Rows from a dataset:
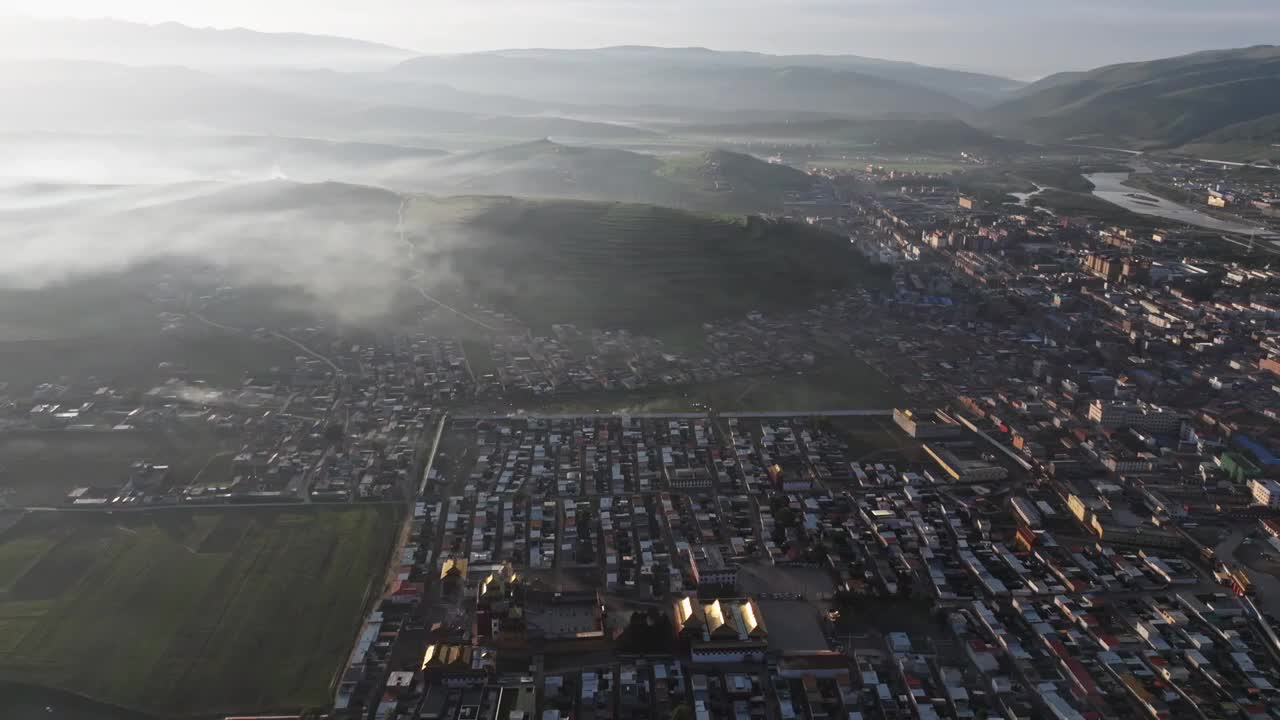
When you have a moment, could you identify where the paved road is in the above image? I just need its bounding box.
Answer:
[396,197,502,333]
[191,313,343,375]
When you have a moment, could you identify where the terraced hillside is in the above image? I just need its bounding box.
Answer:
[407,197,887,331]
[422,140,813,213]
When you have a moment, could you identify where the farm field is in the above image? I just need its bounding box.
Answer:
[0,506,397,717]
[0,428,229,507]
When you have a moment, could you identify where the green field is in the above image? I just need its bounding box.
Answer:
[0,506,397,717]
[0,425,238,507]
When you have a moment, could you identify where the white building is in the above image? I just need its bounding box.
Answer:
[1249,478,1280,507]
[1088,400,1183,433]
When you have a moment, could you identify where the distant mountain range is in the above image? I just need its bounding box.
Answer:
[675,113,1011,151]
[0,60,653,143]
[984,46,1280,147]
[10,19,1280,161]
[401,46,1024,105]
[0,18,416,69]
[392,47,1018,115]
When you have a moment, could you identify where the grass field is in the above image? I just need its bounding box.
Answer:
[0,506,396,717]
[0,427,237,507]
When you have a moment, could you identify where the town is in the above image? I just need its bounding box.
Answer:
[3,146,1280,720]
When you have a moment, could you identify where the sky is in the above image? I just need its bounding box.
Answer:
[0,0,1280,79]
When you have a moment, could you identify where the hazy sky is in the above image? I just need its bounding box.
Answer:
[0,0,1280,78]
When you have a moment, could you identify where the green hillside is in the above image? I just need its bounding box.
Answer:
[987,46,1280,147]
[422,140,813,213]
[406,197,886,332]
[1178,113,1280,163]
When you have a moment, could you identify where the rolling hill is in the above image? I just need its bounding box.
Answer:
[406,197,883,332]
[986,46,1280,147]
[389,49,972,115]
[421,140,813,213]
[672,114,1010,151]
[0,132,447,184]
[1176,113,1280,163]
[0,60,652,145]
[394,46,1023,109]
[0,181,887,333]
[0,18,415,69]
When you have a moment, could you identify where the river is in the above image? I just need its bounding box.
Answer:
[1084,173,1268,234]
[0,683,151,720]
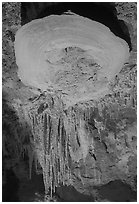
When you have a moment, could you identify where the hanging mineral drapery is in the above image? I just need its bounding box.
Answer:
[15,12,129,195]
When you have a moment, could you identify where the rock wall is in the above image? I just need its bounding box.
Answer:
[3,3,137,200]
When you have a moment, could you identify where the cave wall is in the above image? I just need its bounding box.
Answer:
[3,3,137,202]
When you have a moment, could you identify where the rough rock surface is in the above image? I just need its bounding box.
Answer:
[3,3,137,201]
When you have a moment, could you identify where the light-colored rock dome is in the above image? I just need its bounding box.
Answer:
[15,15,129,106]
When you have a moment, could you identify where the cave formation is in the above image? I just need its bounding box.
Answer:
[3,3,136,201]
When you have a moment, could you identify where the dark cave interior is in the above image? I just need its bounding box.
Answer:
[2,2,137,202]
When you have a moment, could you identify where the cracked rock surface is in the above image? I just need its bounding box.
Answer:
[2,3,137,201]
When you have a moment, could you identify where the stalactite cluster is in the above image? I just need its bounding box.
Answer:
[23,93,99,195]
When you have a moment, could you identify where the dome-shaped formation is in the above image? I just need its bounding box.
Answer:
[15,15,129,106]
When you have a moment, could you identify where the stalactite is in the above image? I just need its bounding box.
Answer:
[24,92,100,196]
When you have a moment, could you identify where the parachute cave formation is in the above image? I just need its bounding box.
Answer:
[2,2,137,202]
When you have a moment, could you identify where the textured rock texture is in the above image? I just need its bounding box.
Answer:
[3,2,137,201]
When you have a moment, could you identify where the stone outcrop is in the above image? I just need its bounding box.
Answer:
[3,3,137,201]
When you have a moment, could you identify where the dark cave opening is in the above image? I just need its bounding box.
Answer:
[21,2,132,51]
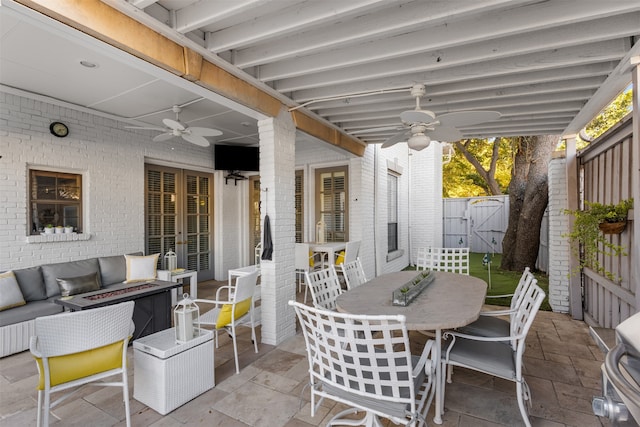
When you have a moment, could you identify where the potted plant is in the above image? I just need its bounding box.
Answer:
[564,199,633,280]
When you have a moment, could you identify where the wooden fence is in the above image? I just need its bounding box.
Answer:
[578,117,640,328]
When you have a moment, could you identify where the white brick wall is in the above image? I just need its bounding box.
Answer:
[548,158,570,313]
[0,92,213,271]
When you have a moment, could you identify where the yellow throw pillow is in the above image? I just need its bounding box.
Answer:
[36,341,123,390]
[216,298,251,329]
[124,254,160,283]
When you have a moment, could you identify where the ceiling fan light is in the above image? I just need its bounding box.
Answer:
[407,136,431,151]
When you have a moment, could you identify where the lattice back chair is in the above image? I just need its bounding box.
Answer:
[305,265,342,310]
[442,284,545,427]
[289,301,438,426]
[340,258,367,290]
[194,271,259,374]
[428,248,469,275]
[29,301,135,427]
[294,243,322,303]
[416,247,431,270]
[457,267,538,337]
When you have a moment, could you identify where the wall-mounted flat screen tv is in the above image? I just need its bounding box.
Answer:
[213,144,260,172]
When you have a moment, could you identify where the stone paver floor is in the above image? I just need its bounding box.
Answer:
[0,282,610,427]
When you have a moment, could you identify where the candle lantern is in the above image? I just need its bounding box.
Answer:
[164,249,178,271]
[173,293,200,344]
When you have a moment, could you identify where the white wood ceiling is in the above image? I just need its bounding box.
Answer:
[0,0,640,149]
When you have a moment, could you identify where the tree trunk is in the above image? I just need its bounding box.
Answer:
[500,135,560,271]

# The request
Rewrite all the rows above as a JSON list of strings, one string per line, with blank lines omitted. Leave the pictures out of the list.

# Solution to the exercise
[
  "When you have a moment, could you identify where the paved road is in the above image? I just need its bounding box.",
  "Answer:",
  "[396,197,502,333]",
  "[191,313,343,375]",
  "When you have a moment, could you identify where the terraced hillside is in the above image? I just need its bounding box.",
  "Answer:",
  "[407,197,887,331]",
  "[422,140,813,213]",
  "When you have a moment, could you identify where the farm field is in the above image? I just need its bounding box.",
  "Answer:",
  "[0,506,397,717]",
  "[0,428,229,507]",
  "When you have a moment, could you identify where the green field is in the above image? I just need its bounding box.",
  "Answer:",
  "[0,506,397,717]",
  "[0,425,238,507]",
  "When you have a moment, could you identify where the white building is in the above image? I just need its bounding box.",
  "Answer:",
  "[1249,478,1280,507]",
  "[1088,400,1183,433]",
  "When you have a moment, could you identify where the distant mountain range is in the above image? I just need its bounding box.",
  "Answer:",
  "[675,113,1011,151]",
  "[0,60,653,143]",
  "[984,46,1280,147]",
  "[10,19,1280,161]",
  "[401,46,1024,105]",
  "[0,18,416,69]",
  "[392,47,1018,115]",
  "When you have a moment, could you identify where the grass field is in the above image? I just need its bounding box.",
  "Answer:",
  "[0,506,396,717]",
  "[0,427,237,507]",
  "When you have a moment, could you identify where the town is in the above image? I just need its bounding box.",
  "Answer:",
  "[3,146,1280,720]",
  "When you have a moment, could you identify where the sky is in the above image? I just need its bounding box.",
  "Answer:",
  "[0,0,1280,79]",
  "When you have a moment, could you identify where the hazy sky is in the above image? I just need its bounding box.",
  "Answer:",
  "[0,0,1280,78]",
  "When you have a moment, could you identify where the green hillside is in the above image? I just need its bounding box.",
  "Answer:",
  "[987,46,1280,147]",
  "[422,140,813,213]",
  "[406,197,886,332]",
  "[1178,113,1280,163]",
  "When you have a moment, could you identify where the rolling hill is in the above image? I just need its bounding box.",
  "Answer:",
  "[406,197,883,332]",
  "[986,46,1280,147]",
  "[389,49,972,115]",
  "[421,140,813,213]",
  "[672,114,1010,151]",
  "[0,132,447,184]",
  "[1176,113,1280,163]",
  "[0,60,652,145]",
  "[394,46,1023,109]",
  "[0,181,887,333]",
  "[0,18,415,69]",
  "When you have a moment, could you identify where the river is in the above image? I just need its bounding box.",
  "Answer:",
  "[1084,173,1268,234]",
  "[0,683,151,720]",
  "When you have a moment, could you identify where the hanging mineral drapery is in the above image? I just need its bounding box.",
  "Answer:",
  "[15,12,129,195]",
  "When you have a moment, could you identify where the rock wall is in the above image? I just need its bounding box.",
  "Answer:",
  "[3,3,137,200]",
  "When you have a moment, could you identify where the cave wall is in the above image? I just need its bounding box.",
  "Answer:",
  "[3,3,137,202]",
  "When you have a moment, could you identify where the rough rock surface is in the above image? I just need its bounding box.",
  "Answer:",
  "[3,3,137,201]",
  "When you have a moment, could you identify where the light-colored rock dome is in the above image? I just need its bounding box.",
  "Answer:",
  "[15,15,129,106]",
  "When you have a moment, could you identify where the cave formation is in the above image? I just need its bounding box.",
  "Answer:",
  "[3,3,136,201]",
  "When you have a moment, could you identify where the dark cave interior is in the above image? I just need its bounding box.",
  "Answer:",
  "[2,2,137,202]",
  "When you have a moment, could you identify where the cracked rock surface is in the above image? I just need its bounding box.",
  "Answer:",
  "[2,3,137,201]",
  "When you have a moment, could you identify where the stalactite cluster is in the above image? I just need its bounding box.",
  "Answer:",
  "[23,93,99,195]",
  "When you have a moment, could you identify where the dome-shaped formation is in the above image? I just need its bounding box.",
  "Answer:",
  "[15,15,129,106]",
  "When you have a moment, could you identify where the stalactite is in the above image? I just need its bounding box.",
  "Answer:",
  "[24,92,100,196]",
  "When you have a moment, could you identify where the parachute cave formation is in the above image? I just need its bounding box.",
  "Answer:",
  "[2,2,137,202]",
  "When you have a moment, could you identify where the textured rock texture is in the above image? I just need its bounding box.",
  "Answer:",
  "[3,2,137,201]",
  "When you have a moment, could you identify where the stone outcrop is in the above image? I just need its bounding box.",
  "Answer:",
  "[3,3,137,201]",
  "When you have a moment, could you identify where the dark cave opening is in the above image? I just need its bounding box.",
  "Answer:",
  "[21,2,132,51]",
  "When you have a moment, could you identify where the potted plant is in the above image? I just need its bounding box.",
  "Answer:",
  "[564,199,633,280]",
  "When you have a moment, could you identify where the wooden fence is in the above image? I just need its bounding box.",
  "Answer:",
  "[578,117,640,328]",
  "When you have a moment, could you identify where the white brick wall is in the above image? I just need its bounding box.",
  "Answer:",
  "[548,158,570,313]",
  "[0,92,213,271]",
  "When you have a moment, could you identify where the yellow throw pillow is in the above image? I just need its bounding box.",
  "Answer:",
  "[36,341,123,390]",
  "[216,298,251,329]",
  "[124,254,160,283]",
  "When you have a moment, could you identify where the ceiling fan light is in the above image? I just need its bounding box.",
  "Answer:",
  "[407,136,431,151]",
  "When you have a moment, could you identify where the lattice back chair is in the above image? I just need its bounding box.",
  "Answer:",
  "[305,265,342,310]",
  "[442,284,545,427]",
  "[289,301,438,426]",
  "[340,258,367,290]",
  "[194,271,259,374]",
  "[428,248,469,275]",
  "[29,301,135,427]",
  "[294,243,322,303]",
  "[416,247,431,270]",
  "[457,267,538,337]",
  "When you have a moment, could you identify where the wall-mounted flat screen tv is in the above image? I just need its bounding box.",
  "Answer:",
  "[213,144,260,172]",
  "When you have a moment, could you identify where the stone paver floor is in the above image? I just need its bounding box.",
  "Answer:",
  "[0,282,610,427]",
  "When you have a moment, could you identify where the candle lantern is in the above image? I just need its bounding box.",
  "Answer:",
  "[164,249,178,271]",
  "[173,293,200,344]",
  "When you have a moment, could you identify where the white wood ceiling is in the above image? I just need its bounding box.",
  "Answer:",
  "[0,0,640,149]",
  "When you have a moment, could you identify where the tree trunk is in the above image? I just need its bounding box.",
  "Answer:",
  "[500,135,560,271]"
]